# start of Source records
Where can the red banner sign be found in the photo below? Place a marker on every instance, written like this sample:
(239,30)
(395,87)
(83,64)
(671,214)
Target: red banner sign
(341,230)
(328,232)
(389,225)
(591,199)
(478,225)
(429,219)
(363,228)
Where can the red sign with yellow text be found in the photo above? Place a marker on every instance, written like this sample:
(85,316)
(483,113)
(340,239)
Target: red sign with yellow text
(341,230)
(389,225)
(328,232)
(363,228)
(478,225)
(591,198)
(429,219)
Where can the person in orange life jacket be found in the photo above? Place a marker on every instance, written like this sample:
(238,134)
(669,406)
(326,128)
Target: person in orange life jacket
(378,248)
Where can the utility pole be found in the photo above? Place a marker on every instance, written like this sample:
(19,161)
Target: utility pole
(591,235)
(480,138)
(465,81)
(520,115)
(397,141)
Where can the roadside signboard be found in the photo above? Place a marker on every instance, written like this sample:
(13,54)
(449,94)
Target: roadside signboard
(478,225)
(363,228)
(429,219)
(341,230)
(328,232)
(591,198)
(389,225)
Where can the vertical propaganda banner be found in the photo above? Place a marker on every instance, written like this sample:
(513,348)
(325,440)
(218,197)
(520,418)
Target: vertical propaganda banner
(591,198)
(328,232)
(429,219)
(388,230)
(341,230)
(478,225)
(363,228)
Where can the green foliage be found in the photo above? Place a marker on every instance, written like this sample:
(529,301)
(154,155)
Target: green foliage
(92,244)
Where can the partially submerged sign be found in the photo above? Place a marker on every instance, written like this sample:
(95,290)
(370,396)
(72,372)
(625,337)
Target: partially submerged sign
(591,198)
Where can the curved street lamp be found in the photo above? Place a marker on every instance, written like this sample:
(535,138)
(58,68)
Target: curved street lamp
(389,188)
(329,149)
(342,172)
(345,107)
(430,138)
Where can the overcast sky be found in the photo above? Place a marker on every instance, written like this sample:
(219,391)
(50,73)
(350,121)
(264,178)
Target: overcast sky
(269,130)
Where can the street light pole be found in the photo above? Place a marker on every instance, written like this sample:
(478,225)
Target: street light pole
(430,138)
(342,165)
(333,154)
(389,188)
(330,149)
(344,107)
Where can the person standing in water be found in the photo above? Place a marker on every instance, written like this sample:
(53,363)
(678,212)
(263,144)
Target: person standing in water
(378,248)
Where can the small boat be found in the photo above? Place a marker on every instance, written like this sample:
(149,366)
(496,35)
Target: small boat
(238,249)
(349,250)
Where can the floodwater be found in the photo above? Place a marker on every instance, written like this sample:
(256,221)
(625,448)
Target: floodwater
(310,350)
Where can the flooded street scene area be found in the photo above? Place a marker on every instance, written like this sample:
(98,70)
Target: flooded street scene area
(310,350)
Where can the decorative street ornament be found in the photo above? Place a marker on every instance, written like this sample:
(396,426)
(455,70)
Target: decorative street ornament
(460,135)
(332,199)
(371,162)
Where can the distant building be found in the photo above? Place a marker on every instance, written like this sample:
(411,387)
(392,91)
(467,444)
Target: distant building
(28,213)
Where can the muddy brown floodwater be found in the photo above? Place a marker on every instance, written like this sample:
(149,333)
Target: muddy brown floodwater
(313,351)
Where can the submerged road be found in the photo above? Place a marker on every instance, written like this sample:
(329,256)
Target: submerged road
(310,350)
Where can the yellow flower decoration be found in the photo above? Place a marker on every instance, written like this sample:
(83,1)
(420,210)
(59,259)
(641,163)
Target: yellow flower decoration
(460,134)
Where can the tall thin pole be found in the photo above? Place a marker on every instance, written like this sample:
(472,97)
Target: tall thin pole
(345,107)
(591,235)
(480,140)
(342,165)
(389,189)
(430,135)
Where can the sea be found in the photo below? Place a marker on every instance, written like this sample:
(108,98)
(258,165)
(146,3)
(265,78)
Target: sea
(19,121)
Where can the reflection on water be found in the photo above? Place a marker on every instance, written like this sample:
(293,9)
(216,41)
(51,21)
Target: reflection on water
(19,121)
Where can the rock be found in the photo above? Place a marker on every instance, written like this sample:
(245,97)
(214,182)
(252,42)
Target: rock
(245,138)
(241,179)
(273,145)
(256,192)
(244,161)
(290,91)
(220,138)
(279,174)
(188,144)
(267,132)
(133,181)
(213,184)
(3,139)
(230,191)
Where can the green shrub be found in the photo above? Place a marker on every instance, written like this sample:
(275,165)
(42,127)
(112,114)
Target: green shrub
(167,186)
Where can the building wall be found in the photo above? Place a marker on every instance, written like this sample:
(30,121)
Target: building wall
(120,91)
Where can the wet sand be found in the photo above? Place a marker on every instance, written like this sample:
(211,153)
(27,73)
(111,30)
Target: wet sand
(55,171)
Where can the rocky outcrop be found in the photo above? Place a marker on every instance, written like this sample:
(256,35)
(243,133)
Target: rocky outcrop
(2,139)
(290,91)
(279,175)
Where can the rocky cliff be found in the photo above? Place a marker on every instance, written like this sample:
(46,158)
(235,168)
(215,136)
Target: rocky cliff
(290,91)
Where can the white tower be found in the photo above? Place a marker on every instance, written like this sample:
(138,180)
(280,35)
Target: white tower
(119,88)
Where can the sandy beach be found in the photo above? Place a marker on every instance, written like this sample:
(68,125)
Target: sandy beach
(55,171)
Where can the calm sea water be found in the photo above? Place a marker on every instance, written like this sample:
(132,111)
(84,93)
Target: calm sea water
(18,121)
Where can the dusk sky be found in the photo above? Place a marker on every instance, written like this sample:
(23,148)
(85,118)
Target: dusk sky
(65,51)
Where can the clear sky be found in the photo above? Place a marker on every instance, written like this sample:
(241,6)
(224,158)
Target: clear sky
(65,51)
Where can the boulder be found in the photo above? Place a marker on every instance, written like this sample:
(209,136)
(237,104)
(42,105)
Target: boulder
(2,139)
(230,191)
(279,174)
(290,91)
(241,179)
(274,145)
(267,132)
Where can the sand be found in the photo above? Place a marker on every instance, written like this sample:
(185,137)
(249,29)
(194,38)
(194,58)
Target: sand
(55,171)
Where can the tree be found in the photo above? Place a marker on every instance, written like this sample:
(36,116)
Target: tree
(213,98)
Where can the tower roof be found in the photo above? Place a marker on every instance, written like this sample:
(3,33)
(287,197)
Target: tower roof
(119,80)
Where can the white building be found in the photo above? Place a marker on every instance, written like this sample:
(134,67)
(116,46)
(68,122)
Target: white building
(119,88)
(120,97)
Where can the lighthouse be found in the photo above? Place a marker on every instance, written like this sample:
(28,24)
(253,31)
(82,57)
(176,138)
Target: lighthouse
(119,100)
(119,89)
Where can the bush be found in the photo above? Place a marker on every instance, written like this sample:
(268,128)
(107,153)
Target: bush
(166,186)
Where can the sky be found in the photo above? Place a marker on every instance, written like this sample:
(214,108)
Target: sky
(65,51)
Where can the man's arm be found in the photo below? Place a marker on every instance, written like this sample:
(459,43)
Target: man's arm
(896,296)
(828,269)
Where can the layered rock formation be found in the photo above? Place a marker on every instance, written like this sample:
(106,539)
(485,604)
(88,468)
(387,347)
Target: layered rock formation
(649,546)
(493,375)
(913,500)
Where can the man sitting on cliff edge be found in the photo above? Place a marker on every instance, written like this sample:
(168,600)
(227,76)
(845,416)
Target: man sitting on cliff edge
# end of Source records
◆ **Exercise description**:
Starting with the line containing "Where can the sand be" and going on through the end of the records, rewrite those lines with "lighthouse" swapped for "beacon tower" and everything else left the same.

◆ **Full solution**:
Where can the sand be found in the photo above? Place a marker on every instance, written like this sample:
(185,137)
(249,29)
(194,38)
(194,58)
Target: sand
(55,171)
Where can the tree be found in the photo above? Place a marker on every instance, written like this sample:
(36,116)
Target: tree
(213,98)
Where can the tower roof be found in the photo above? Place a marker on every instance, written like this sample:
(3,33)
(287,197)
Target: tower roof
(119,80)
Where can the white building be found in the photo above? Place a marker on every instance, written like this sample:
(134,67)
(116,46)
(68,122)
Target: white building
(119,88)
(120,97)
Where can the beacon tower be found in the photo above? Place a marker on every instance, written like this sample:
(28,24)
(253,31)
(82,57)
(176,138)
Target: beacon tower
(119,100)
(119,89)
Where can the bush be found in the photo above? Place a marker on every instance, written like this sample:
(268,128)
(107,153)
Target: bush
(166,186)
Where can the sky be found in the photo above? Place a marker on every instance, written like this sample:
(214,108)
Target: sky
(65,51)
Where can the man's arm be found in the photo below? Place a marker on every instance, written like this sample:
(459,43)
Target: man's arm
(896,296)
(828,269)
Where can the layered rock formation be found in the photo above? Place a marker on every instance, written like this sample:
(106,539)
(485,604)
(88,468)
(387,347)
Target: layered rock formation
(649,546)
(493,375)
(913,500)
Where can the man sitting on cliff edge be found in the photo above? Place a marker on every instance, written like this sample:
(168,600)
(227,76)
(845,416)
Target: man sitting on cliff edge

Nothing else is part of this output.